▸ **TO DO**
Look through the listing below for the string "rocky". Show each line where it occurs.

▸ **SUPPLIED MATERIAL**
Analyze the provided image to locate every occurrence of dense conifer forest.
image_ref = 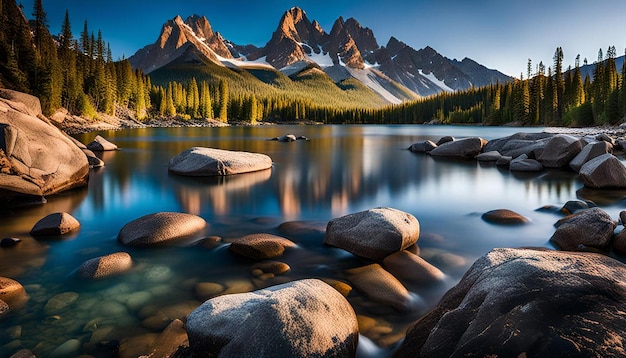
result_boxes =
[1,0,625,126]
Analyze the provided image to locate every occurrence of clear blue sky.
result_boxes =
[22,0,626,77]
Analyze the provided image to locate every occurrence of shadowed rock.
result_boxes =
[430,137,487,158]
[30,212,80,236]
[229,233,296,260]
[325,207,419,261]
[538,134,583,168]
[509,154,543,172]
[86,135,118,151]
[483,132,554,156]
[579,153,626,188]
[436,136,455,145]
[481,209,529,225]
[475,150,501,162]
[168,147,272,176]
[187,279,358,357]
[394,248,626,358]
[77,252,133,279]
[550,207,616,251]
[569,141,613,173]
[117,212,206,247]
[0,237,21,247]
[408,140,437,153]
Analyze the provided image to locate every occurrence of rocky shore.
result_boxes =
[3,89,626,357]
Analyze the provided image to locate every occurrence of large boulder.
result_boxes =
[0,90,89,206]
[408,140,437,153]
[538,134,583,168]
[550,207,616,251]
[483,132,554,156]
[229,233,296,260]
[77,252,133,279]
[168,147,273,176]
[324,207,420,261]
[394,248,626,357]
[429,137,487,158]
[579,153,626,188]
[30,212,80,236]
[569,141,613,173]
[117,212,206,247]
[186,279,358,357]
[475,151,501,162]
[86,135,118,151]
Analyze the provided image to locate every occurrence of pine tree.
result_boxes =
[218,79,228,122]
[553,47,564,119]
[166,83,176,116]
[199,81,213,119]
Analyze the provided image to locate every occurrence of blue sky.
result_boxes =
[22,0,626,77]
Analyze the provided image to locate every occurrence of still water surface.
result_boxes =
[2,124,625,356]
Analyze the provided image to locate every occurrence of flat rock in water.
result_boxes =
[86,135,118,151]
[0,90,89,206]
[569,141,612,173]
[77,252,133,279]
[186,279,358,357]
[117,212,206,247]
[325,207,420,261]
[30,212,80,236]
[579,153,626,188]
[481,209,529,225]
[394,248,626,357]
[229,233,296,260]
[168,147,272,176]
[430,137,487,158]
[550,207,616,251]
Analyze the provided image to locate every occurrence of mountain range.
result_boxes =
[129,7,513,104]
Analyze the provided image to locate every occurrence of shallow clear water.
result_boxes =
[2,124,626,357]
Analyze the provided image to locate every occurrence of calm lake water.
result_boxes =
[2,124,626,357]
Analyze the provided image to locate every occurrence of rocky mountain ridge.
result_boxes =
[129,7,512,102]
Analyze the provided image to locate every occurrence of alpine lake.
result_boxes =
[2,124,626,357]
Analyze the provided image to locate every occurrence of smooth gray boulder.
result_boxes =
[117,212,206,247]
[187,279,358,357]
[579,153,626,188]
[86,135,118,151]
[168,147,272,176]
[430,137,487,158]
[569,141,612,173]
[394,248,626,358]
[475,150,501,162]
[0,90,89,206]
[77,252,133,279]
[483,132,554,155]
[408,140,437,153]
[550,207,616,251]
[509,154,544,172]
[495,155,512,166]
[436,136,455,145]
[30,212,80,236]
[538,134,583,168]
[324,207,420,261]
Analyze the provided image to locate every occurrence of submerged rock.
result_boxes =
[394,248,626,357]
[325,207,419,261]
[0,237,21,247]
[186,279,358,357]
[481,209,529,225]
[86,135,118,151]
[168,147,272,176]
[77,252,133,279]
[30,212,80,236]
[117,212,206,247]
[550,207,616,251]
[382,251,445,285]
[229,233,296,260]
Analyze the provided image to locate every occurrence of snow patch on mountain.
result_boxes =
[346,67,403,104]
[418,69,454,92]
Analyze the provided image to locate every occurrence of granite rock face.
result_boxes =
[187,279,358,357]
[550,207,616,251]
[394,248,626,357]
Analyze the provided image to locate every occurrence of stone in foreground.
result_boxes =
[429,137,487,158]
[0,90,89,206]
[481,209,529,225]
[550,207,616,251]
[117,212,206,247]
[30,212,80,236]
[579,153,626,188]
[77,252,133,279]
[394,248,626,358]
[325,207,419,261]
[186,279,358,357]
[168,147,272,176]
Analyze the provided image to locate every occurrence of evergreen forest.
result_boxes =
[1,0,625,127]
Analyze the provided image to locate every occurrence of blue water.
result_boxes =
[2,124,623,357]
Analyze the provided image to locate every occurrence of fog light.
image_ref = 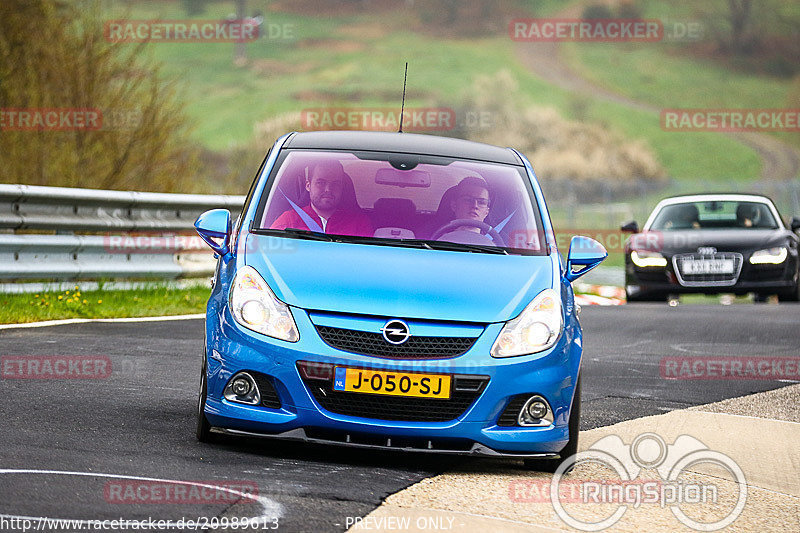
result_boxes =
[223,372,261,405]
[231,378,251,396]
[527,400,548,420]
[518,395,554,427]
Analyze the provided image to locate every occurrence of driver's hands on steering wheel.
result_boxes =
[431,219,505,247]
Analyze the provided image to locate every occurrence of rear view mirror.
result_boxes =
[791,216,800,232]
[620,220,639,233]
[564,236,607,282]
[195,209,231,256]
[375,168,431,188]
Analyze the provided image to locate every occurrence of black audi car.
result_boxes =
[621,194,800,302]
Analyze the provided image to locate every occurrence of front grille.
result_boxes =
[673,252,743,287]
[497,395,528,426]
[301,374,488,422]
[250,372,281,409]
[315,325,478,359]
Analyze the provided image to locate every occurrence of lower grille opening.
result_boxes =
[250,372,282,409]
[497,395,529,426]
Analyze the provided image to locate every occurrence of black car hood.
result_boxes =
[636,229,792,254]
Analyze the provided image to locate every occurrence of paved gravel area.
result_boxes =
[690,383,800,423]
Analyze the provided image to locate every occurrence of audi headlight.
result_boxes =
[750,247,787,265]
[630,250,667,268]
[491,288,563,358]
[229,266,299,342]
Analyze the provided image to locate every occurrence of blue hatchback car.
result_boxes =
[194,131,606,471]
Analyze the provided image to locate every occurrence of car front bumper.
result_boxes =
[203,306,582,456]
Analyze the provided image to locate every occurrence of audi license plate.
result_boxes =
[332,367,451,399]
[681,259,734,275]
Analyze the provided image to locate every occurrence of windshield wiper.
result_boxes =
[251,228,334,241]
[251,229,507,254]
[416,240,509,255]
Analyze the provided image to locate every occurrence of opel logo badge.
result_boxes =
[381,320,410,345]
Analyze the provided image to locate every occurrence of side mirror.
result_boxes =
[791,216,800,232]
[620,220,639,233]
[194,209,231,256]
[564,236,607,282]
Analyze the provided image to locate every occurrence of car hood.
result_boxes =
[244,234,555,323]
[635,229,791,254]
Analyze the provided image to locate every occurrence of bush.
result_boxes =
[581,4,614,20]
[617,1,643,20]
[455,71,666,185]
[0,0,201,192]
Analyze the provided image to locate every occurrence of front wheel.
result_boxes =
[196,362,217,443]
[778,280,800,302]
[625,287,666,302]
[523,375,581,473]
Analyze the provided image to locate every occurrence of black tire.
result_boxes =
[753,293,770,303]
[196,362,217,443]
[778,279,800,302]
[523,375,581,473]
[625,287,665,303]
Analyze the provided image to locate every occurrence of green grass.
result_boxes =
[0,285,210,324]
[560,0,800,160]
[101,1,785,184]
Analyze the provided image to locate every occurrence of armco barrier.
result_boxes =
[0,184,244,283]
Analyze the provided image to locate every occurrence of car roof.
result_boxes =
[643,193,785,230]
[655,193,775,206]
[283,131,523,166]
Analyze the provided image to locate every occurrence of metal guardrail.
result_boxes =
[0,184,245,284]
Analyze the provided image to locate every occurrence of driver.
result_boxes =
[437,176,493,243]
[736,203,760,227]
[270,160,373,237]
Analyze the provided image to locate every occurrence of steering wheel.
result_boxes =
[431,219,505,247]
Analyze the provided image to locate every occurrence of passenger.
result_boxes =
[736,203,759,228]
[271,160,373,237]
[665,203,700,230]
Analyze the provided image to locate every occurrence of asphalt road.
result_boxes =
[0,305,798,532]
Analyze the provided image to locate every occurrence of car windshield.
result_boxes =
[253,149,545,255]
[649,200,779,231]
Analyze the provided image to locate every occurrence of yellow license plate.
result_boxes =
[332,367,451,399]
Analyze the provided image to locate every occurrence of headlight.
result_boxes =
[750,247,787,265]
[491,288,563,358]
[630,250,667,268]
[229,266,299,342]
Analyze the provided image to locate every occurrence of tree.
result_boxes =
[0,0,201,192]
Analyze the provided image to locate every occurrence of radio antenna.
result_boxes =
[398,62,408,133]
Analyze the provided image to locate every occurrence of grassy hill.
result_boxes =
[103,0,796,185]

▸ **RESPONSE**
Analyze the provided image to locate every occurrence of rocky shore.
Analyze the provided image to locate every occurrence of rocky mountain ridge.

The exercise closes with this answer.